[What you will do] Reproduce the weekend link roundup below word for word, from its title line to its final sentence.

--- Passage ---

Carousel: Feminism Wasn’t Supposed To Make Us Miserable…
Hello! Here’s a selection of goodies from around the neenernet! Enjoy reading & have a wonderful weekend!
This post from Scathingly Brilliant is a bit of a lifesaver: My Top Five Closet Storage Solutions!
Veronica Varlow on the day the muses showed me the map.
Why Women Should Stop Trying to Be Perfect:
“Girls need to have all their grandmothers wanted them to have, while looking as pretty as their mothers wanted them to look … You try so hard to be who everyone wants you to be while attempting to maintain some kind of individuality and in the end you seem to lose everything.”
Feminism wasn’t supposed to make us miserable. It was supposed to make us free; to give women the power to shape their fortunes and work for a more just world. Today, women have choices that their grandmothers could not have imagined. The challenge lies in recognizing that having choices carries the responsibility to make them wisely, striving not for perfection or the ephemeral all, but for lives and loves that matter.
Alexandra Franzen wrote about how getting slightly famous-er has made me a better person… Really!

--- Data extracts ---

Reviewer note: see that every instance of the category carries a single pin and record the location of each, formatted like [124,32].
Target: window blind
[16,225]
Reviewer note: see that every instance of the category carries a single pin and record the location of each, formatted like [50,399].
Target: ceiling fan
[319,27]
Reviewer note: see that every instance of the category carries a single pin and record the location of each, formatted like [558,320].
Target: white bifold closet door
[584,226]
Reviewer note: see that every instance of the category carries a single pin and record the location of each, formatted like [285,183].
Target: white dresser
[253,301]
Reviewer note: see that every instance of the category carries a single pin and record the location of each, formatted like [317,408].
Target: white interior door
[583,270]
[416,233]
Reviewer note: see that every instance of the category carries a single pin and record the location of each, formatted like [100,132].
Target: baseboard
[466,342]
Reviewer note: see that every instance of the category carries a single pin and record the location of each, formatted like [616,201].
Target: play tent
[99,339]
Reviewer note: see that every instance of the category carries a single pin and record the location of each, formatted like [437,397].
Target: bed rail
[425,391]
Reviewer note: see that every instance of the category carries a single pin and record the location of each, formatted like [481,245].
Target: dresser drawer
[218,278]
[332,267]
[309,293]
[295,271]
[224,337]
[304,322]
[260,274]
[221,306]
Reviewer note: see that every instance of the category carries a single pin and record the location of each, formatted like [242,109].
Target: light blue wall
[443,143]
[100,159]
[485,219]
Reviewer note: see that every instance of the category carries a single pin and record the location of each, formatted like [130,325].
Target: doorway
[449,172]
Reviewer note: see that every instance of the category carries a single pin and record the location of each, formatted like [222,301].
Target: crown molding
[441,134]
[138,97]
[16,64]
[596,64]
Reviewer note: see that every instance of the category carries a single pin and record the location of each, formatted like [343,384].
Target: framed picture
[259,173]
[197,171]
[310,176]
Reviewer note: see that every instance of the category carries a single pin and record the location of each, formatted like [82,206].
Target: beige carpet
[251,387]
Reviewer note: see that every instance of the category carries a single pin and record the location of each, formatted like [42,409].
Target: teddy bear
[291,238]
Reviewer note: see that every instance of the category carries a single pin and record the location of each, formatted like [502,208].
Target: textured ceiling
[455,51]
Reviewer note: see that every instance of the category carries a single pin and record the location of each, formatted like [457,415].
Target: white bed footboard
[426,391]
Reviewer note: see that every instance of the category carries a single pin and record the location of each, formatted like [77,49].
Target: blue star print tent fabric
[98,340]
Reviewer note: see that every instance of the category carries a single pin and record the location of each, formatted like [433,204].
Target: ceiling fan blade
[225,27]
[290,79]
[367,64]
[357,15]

---

[Solution for this task]
Carousel: Feminism Wasn’t Supposed To Make Us Miserable…
Hello! Here’s a selection of goodies from around the neenernet! Enjoy reading & have a wonderful weekend!
This post from Scathingly Brilliant is a bit of a lifesaver: My Top Five Closet Storage Solutions!
Veronica Varlow on the day the muses showed me the map.
Why Women Should Stop Trying to Be Perfect:
“Girls need to have all their grandmothers wanted them to have, while looking as pretty as their mothers wanted them to look … You try so hard to be who everyone wants you to be while attempting to maintain some kind of individuality and in the end you seem to lose everything.”
Feminism wasn’t supposed to make us miserable. It was supposed to make us free; to give women the power to shape their fortunes and work for a more just world. Today, women have choices that their grandmothers could not have imagined. The challenge lies in recognizing that having choices carries the responsibility to make them wisely, striving not for perfection or the ephemeral all, but for lives and loves that matter.
Alexandra Franzen wrote about how getting slightly famous-er has made me a better person… Really!